— What you will do —
All lines in the records that carry the string "shopping" are to be shown.

— Given entries —
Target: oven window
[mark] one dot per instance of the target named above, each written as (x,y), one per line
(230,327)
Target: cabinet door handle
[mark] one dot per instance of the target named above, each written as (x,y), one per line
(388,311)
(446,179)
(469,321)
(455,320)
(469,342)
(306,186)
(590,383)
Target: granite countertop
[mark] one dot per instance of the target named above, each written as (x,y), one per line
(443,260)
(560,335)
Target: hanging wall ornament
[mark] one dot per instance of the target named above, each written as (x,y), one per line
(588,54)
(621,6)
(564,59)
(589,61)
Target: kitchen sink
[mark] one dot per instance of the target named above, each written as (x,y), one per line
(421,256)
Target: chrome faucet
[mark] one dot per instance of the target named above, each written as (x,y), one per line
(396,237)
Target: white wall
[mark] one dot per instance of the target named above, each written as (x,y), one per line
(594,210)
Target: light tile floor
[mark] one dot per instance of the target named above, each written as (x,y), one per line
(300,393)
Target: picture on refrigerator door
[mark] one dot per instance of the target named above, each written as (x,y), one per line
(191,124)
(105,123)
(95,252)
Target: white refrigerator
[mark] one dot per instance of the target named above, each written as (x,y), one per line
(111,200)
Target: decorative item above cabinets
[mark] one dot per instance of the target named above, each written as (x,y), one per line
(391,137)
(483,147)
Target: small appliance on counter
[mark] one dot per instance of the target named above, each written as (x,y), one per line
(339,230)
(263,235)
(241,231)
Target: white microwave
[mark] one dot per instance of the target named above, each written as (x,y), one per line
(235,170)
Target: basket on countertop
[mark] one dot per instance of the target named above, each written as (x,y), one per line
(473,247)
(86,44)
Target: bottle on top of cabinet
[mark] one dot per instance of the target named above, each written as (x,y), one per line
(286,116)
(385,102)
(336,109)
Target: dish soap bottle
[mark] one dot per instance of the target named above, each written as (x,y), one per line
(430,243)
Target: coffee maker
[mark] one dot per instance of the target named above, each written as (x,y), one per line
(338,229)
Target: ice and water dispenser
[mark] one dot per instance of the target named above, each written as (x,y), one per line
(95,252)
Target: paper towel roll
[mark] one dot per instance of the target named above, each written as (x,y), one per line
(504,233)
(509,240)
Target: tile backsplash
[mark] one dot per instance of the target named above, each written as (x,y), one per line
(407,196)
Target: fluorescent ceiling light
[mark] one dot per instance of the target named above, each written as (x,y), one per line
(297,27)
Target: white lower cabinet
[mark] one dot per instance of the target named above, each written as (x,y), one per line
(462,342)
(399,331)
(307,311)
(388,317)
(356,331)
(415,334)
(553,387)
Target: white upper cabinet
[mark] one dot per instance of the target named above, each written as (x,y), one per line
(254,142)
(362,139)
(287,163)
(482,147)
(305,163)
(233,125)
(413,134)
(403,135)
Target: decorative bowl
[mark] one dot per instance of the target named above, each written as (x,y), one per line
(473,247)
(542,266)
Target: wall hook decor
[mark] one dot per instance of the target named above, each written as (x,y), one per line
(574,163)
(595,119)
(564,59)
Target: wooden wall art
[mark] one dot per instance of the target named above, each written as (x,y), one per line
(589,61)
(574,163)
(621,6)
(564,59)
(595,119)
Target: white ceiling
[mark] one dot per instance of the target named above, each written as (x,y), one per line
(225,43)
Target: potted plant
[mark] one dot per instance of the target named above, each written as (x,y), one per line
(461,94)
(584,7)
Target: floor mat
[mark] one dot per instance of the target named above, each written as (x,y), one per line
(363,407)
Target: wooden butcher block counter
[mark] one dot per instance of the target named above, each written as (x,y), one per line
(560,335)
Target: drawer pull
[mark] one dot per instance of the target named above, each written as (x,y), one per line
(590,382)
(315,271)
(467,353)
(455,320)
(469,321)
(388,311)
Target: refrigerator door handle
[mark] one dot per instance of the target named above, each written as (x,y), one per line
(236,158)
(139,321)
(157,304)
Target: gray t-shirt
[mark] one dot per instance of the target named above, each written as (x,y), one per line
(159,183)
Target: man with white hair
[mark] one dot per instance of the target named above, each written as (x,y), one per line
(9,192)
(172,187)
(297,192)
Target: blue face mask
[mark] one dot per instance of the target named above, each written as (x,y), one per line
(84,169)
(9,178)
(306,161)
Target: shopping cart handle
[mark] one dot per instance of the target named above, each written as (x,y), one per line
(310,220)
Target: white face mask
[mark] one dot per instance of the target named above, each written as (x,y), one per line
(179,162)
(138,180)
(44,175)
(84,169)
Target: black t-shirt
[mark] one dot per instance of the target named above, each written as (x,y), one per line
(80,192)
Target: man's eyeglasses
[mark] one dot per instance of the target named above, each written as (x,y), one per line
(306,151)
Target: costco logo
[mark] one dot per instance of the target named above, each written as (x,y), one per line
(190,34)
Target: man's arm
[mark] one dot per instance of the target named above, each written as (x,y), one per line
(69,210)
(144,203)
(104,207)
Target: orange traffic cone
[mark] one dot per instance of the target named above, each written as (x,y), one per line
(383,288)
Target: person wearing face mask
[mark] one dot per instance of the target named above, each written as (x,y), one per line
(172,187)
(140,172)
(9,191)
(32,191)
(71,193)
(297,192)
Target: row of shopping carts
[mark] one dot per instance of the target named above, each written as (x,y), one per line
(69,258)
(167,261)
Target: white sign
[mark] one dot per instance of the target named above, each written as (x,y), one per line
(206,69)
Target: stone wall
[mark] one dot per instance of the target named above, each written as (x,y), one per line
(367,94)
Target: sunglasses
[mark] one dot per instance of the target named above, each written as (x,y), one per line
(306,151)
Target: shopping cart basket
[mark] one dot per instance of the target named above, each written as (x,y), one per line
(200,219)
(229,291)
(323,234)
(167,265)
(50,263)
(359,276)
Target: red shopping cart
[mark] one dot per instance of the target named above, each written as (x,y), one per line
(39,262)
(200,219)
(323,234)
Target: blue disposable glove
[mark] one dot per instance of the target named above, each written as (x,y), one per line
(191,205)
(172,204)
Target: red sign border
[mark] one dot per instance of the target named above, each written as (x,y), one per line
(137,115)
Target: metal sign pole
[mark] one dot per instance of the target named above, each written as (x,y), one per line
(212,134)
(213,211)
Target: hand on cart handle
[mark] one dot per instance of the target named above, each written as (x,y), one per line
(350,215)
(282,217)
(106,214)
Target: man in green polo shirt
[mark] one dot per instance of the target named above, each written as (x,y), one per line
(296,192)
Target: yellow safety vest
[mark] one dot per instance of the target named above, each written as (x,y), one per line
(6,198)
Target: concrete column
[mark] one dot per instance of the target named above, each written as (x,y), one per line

— Solution —
Target: shopping cart handle
Target: row of shopping carts
Target: shopping cart basket
Target: red shopping cart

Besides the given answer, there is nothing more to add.